>> Start

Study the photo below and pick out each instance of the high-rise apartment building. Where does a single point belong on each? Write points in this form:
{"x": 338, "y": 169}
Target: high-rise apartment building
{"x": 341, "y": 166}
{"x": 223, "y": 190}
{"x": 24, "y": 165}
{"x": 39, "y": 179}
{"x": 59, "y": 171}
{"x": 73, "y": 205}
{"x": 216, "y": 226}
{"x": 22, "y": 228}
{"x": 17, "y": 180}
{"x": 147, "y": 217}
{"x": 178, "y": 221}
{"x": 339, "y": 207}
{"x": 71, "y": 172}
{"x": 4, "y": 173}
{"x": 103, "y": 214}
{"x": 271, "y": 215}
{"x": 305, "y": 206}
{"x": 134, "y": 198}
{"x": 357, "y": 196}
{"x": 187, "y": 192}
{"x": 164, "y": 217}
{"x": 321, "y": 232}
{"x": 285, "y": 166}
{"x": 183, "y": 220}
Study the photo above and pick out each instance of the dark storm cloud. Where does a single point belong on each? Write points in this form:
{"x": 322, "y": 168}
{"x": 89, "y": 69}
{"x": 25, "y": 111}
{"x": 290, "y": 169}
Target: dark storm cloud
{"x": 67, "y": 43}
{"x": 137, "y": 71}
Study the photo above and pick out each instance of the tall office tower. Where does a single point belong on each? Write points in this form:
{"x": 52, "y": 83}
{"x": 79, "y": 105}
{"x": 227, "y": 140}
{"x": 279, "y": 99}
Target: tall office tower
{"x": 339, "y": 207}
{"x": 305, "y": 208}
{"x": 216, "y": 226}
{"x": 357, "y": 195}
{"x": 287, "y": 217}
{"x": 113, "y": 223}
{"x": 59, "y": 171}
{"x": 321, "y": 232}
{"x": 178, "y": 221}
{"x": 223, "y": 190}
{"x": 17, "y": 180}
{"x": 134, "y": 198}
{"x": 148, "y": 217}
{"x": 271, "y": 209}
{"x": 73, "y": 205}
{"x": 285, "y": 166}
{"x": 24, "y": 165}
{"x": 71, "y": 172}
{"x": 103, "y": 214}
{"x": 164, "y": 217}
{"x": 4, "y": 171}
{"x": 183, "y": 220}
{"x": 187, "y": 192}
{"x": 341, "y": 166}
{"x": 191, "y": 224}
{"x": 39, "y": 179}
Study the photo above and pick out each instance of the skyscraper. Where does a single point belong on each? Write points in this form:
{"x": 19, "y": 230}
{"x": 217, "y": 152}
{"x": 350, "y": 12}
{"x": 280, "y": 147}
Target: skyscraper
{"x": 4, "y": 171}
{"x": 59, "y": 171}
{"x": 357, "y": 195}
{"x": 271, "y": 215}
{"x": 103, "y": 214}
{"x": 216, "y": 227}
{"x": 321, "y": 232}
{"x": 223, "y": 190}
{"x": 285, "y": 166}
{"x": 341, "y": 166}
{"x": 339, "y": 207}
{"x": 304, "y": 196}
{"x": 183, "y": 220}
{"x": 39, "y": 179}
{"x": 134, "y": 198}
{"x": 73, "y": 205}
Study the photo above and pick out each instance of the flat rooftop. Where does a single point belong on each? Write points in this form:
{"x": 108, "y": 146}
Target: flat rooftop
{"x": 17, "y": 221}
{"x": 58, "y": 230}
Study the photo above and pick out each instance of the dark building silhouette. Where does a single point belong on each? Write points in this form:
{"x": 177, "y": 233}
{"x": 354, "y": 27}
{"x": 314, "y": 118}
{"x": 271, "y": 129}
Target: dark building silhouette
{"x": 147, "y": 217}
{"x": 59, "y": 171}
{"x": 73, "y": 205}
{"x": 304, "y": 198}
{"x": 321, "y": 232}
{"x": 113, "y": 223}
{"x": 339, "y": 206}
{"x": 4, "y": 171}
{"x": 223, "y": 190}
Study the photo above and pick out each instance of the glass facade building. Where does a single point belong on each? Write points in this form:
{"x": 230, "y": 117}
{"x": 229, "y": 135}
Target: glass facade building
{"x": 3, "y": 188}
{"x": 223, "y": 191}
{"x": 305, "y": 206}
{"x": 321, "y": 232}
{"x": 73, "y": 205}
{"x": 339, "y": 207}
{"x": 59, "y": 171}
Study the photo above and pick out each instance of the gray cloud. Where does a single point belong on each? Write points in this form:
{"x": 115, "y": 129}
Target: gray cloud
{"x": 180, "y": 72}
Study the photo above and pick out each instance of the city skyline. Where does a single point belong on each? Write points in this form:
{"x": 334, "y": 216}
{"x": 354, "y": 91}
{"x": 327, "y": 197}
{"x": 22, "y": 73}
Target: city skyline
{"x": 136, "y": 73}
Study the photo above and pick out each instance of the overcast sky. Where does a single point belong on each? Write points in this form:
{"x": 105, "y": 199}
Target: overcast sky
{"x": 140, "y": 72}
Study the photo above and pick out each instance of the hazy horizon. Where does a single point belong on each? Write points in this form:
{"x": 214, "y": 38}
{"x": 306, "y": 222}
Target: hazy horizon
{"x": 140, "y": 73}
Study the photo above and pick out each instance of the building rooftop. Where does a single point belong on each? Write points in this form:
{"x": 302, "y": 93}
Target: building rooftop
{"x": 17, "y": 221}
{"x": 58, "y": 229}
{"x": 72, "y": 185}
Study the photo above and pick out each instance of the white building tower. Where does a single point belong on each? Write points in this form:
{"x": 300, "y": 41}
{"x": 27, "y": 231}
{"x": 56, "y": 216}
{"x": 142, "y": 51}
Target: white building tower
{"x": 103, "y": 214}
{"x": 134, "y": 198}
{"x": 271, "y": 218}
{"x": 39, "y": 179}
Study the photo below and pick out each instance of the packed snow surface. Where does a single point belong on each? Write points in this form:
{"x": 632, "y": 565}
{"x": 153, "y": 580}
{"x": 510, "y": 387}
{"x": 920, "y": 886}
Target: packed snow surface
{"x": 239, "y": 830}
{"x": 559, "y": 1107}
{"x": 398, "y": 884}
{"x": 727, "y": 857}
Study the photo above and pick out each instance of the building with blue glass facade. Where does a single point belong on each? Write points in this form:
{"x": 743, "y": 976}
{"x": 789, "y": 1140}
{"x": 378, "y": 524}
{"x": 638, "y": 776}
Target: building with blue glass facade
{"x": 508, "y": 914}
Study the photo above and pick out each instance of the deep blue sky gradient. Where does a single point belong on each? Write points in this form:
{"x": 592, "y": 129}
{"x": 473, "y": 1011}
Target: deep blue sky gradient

>> End

**Given instruction**. Copy out all of the entries above line for line, without changing a single character.

**Output for this task**.
Study the photo below and pick out each instance of the high-rise apartment building. Where does a single point belong on each? Write points in this form:
{"x": 338, "y": 169}
Target: high-rise apartment building
{"x": 341, "y": 166}
{"x": 223, "y": 190}
{"x": 24, "y": 165}
{"x": 39, "y": 179}
{"x": 59, "y": 171}
{"x": 73, "y": 205}
{"x": 216, "y": 226}
{"x": 22, "y": 228}
{"x": 17, "y": 180}
{"x": 147, "y": 217}
{"x": 178, "y": 221}
{"x": 339, "y": 207}
{"x": 71, "y": 172}
{"x": 4, "y": 173}
{"x": 103, "y": 214}
{"x": 271, "y": 215}
{"x": 305, "y": 206}
{"x": 134, "y": 198}
{"x": 357, "y": 196}
{"x": 187, "y": 192}
{"x": 164, "y": 217}
{"x": 321, "y": 232}
{"x": 285, "y": 166}
{"x": 183, "y": 220}
Study the photo above and pick out each instance of the dark storm cloud. Where does a single point belong on each? Write points in this form:
{"x": 322, "y": 168}
{"x": 89, "y": 69}
{"x": 25, "y": 111}
{"x": 290, "y": 169}
Target: dark storm cloud
{"x": 67, "y": 43}
{"x": 137, "y": 71}
Study the photo above and pick out each instance of the tall office tower. Where does a single point belong on each? Write points in this form:
{"x": 52, "y": 83}
{"x": 79, "y": 105}
{"x": 227, "y": 140}
{"x": 279, "y": 99}
Target: tall office tower
{"x": 339, "y": 207}
{"x": 305, "y": 208}
{"x": 216, "y": 226}
{"x": 357, "y": 195}
{"x": 287, "y": 217}
{"x": 113, "y": 223}
{"x": 59, "y": 171}
{"x": 321, "y": 232}
{"x": 178, "y": 221}
{"x": 223, "y": 190}
{"x": 17, "y": 180}
{"x": 134, "y": 198}
{"x": 148, "y": 217}
{"x": 271, "y": 209}
{"x": 73, "y": 205}
{"x": 285, "y": 166}
{"x": 24, "y": 165}
{"x": 71, "y": 172}
{"x": 103, "y": 214}
{"x": 164, "y": 217}
{"x": 4, "y": 171}
{"x": 183, "y": 220}
{"x": 187, "y": 192}
{"x": 341, "y": 166}
{"x": 191, "y": 224}
{"x": 39, "y": 179}
Study the photo above and pick out each instance of the skyscraper. Where does a single point belong on each? Write points in this form:
{"x": 19, "y": 230}
{"x": 217, "y": 152}
{"x": 350, "y": 12}
{"x": 280, "y": 147}
Target: skyscraper
{"x": 4, "y": 171}
{"x": 59, "y": 171}
{"x": 357, "y": 195}
{"x": 271, "y": 215}
{"x": 103, "y": 214}
{"x": 216, "y": 227}
{"x": 321, "y": 232}
{"x": 223, "y": 190}
{"x": 285, "y": 166}
{"x": 341, "y": 166}
{"x": 339, "y": 207}
{"x": 304, "y": 196}
{"x": 183, "y": 220}
{"x": 39, "y": 179}
{"x": 134, "y": 198}
{"x": 73, "y": 205}
Study the photo above and pick out each instance of the flat rooftop. Where does a single point belong on each? Write points in this form:
{"x": 108, "y": 146}
Target: flat rooftop
{"x": 17, "y": 221}
{"x": 58, "y": 230}
Study the photo above and pick out each instance of the dark building silhouette. Where does a single point belong on each? Write points in this form:
{"x": 177, "y": 233}
{"x": 354, "y": 27}
{"x": 314, "y": 118}
{"x": 271, "y": 129}
Target: dark building silhouette
{"x": 147, "y": 217}
{"x": 59, "y": 171}
{"x": 73, "y": 205}
{"x": 304, "y": 198}
{"x": 321, "y": 232}
{"x": 113, "y": 223}
{"x": 339, "y": 206}
{"x": 4, "y": 171}
{"x": 223, "y": 190}
Study the photo above and pick out each instance of the glass facade building. Where does a single point belong on each? Write points in this form:
{"x": 230, "y": 117}
{"x": 229, "y": 135}
Target: glass facade building
{"x": 3, "y": 188}
{"x": 223, "y": 191}
{"x": 305, "y": 206}
{"x": 321, "y": 232}
{"x": 73, "y": 205}
{"x": 339, "y": 207}
{"x": 59, "y": 171}
Study the photo above and pick out each instance of the gray cloud. Where does a single point belong on each? Write points in this form:
{"x": 115, "y": 129}
Target: gray cloud
{"x": 180, "y": 72}
Study the photo above and pick out each instance of the city skyline. Where does a single point belong on each? Write points in this form:
{"x": 334, "y": 216}
{"x": 354, "y": 91}
{"x": 327, "y": 197}
{"x": 22, "y": 73}
Target: city skyline
{"x": 136, "y": 73}
Study the photo above and pick out each instance of the overcast sky. Where does a single point belong on each? Write points in this form:
{"x": 105, "y": 199}
Target: overcast sky
{"x": 140, "y": 72}
Study the photo above and pick out each instance of the hazy horizon. Where does a single point belong on each? Write points in this form:
{"x": 214, "y": 38}
{"x": 306, "y": 222}
Target: hazy horizon
{"x": 140, "y": 73}
Study the photo above and pick out each instance of the building rooftop. Where does a single point belong on each? Write points in this form:
{"x": 302, "y": 93}
Target: building rooftop
{"x": 17, "y": 221}
{"x": 58, "y": 229}
{"x": 72, "y": 185}
Study the photo above and pick out each instance of the white building tower. Where does a single point belong on each? Write points in this form:
{"x": 300, "y": 41}
{"x": 27, "y": 231}
{"x": 56, "y": 216}
{"x": 142, "y": 51}
Target: white building tower
{"x": 103, "y": 214}
{"x": 134, "y": 198}
{"x": 271, "y": 218}
{"x": 39, "y": 179}
Study the photo below and pick out each instance of the packed snow surface. Where does a single point belong on each? Write points in this form:
{"x": 632, "y": 565}
{"x": 153, "y": 580}
{"x": 510, "y": 387}
{"x": 920, "y": 886}
Target: packed snow surface
{"x": 239, "y": 830}
{"x": 559, "y": 1107}
{"x": 398, "y": 884}
{"x": 727, "y": 857}
Study the photo above and pick out each instance of the building with blue glass facade. Where does a single point belong on each? Write points in this form:
{"x": 743, "y": 976}
{"x": 789, "y": 1140}
{"x": 378, "y": 524}
{"x": 638, "y": 776}
Target: building with blue glass facade
{"x": 508, "y": 914}
Study the photo above and pick out each instance of the deep blue sky gradient. Where does a single point belong on each? Write points in this form:
{"x": 592, "y": 129}
{"x": 473, "y": 1011}
Target: deep blue sky gradient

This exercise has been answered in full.